The listing below should be copied in full, word for word.
-- Start Stored data --
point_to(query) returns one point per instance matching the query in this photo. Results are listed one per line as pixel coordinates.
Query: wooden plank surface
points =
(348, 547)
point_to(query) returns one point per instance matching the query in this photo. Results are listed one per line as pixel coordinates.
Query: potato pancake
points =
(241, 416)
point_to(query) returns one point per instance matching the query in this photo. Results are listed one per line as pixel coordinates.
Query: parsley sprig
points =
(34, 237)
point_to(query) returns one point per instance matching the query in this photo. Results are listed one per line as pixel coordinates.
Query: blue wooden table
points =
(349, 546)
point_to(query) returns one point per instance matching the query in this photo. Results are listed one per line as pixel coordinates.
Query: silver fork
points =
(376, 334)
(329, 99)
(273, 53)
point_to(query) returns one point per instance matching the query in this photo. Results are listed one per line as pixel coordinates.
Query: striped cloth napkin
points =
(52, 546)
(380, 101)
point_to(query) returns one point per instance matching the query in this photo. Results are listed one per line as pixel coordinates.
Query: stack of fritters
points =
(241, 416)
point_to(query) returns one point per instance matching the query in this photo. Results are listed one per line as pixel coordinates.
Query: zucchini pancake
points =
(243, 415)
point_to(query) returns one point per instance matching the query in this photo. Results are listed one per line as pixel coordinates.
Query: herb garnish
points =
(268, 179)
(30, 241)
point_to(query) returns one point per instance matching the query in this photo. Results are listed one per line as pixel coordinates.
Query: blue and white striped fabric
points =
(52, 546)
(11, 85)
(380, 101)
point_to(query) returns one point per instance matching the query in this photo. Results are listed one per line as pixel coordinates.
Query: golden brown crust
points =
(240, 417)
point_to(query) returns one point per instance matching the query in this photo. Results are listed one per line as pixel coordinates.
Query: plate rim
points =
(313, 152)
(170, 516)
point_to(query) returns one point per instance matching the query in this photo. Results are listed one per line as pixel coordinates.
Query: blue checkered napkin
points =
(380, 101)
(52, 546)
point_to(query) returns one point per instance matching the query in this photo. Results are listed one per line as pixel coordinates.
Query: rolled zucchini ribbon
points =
-- End Stored data --
# Written reply:
point_to(query) returns one point per instance matching the query in this photo. Results are listed one per line as pixel coordinates.
Query: wooden plank surface
points =
(348, 547)
point_to(query) returns one point per instance matching the query in this photo. Results are listed one per line as pixel coordinates.
Query: potato pancake
points =
(241, 416)
point_to(query) returns one point per instance matching the query in this photo. Results are listed one per line as pixel coordinates.
Query: parsley sprig
points =
(34, 237)
point_to(query) returns one point per instance matching the query in this photo. Results are listed one per line as pixel coordinates.
Query: blue wooden table
points =
(349, 546)
point_to(query) returns one point per instance matching the query in this photo. Results are listed one per line as pixel coordinates.
Query: silver fork
points =
(376, 334)
(329, 99)
(273, 53)
point_to(query) returns one point per instance matching the query in this photo. Results are listed one per line as pixel coordinates.
Query: striped cloth napkin
points =
(52, 546)
(380, 101)
point_to(query) returns one point per instance matching the query in this photo. Results are listed one per line as pixel coordinates.
Query: stack of fritters
points =
(241, 416)
point_to(query) returns one point per instance matching the query in this photo. Results are listed one per line as pixel coordinates.
Query: zucchini pancake
points =
(243, 415)
point_to(query) returns one point per instance matching the query in this photo. Results are listed one per line as pixel coordinates.
Query: herb garnish
points =
(268, 179)
(30, 241)
point_to(query) returns one point per instance matching the query in this photo. Results are listed one per line as pixel coordinates.
Query: blue and white striped fabric
points =
(52, 546)
(11, 85)
(380, 101)
point_to(query) returns one point per instance matching the query in this photo. Results are listed one per line as pixel coordinates.
Query: golden brown crust
points =
(240, 417)
point_to(query) returns one point per instance matching the query in this photo. Results are listed one per line as pixel coordinates.
Query: plate rim
points =
(313, 152)
(170, 516)
point_to(query) returns one point per instance matching the query in this photo. Results are listed one per line as pixel coordinates.
Query: blue checkered napkin
points =
(380, 101)
(52, 546)
point_to(query) returns one point per instance matching the query in this photo. Results are listed one per line as pixel coordinates.
Query: rolled zucchini ribbon
points =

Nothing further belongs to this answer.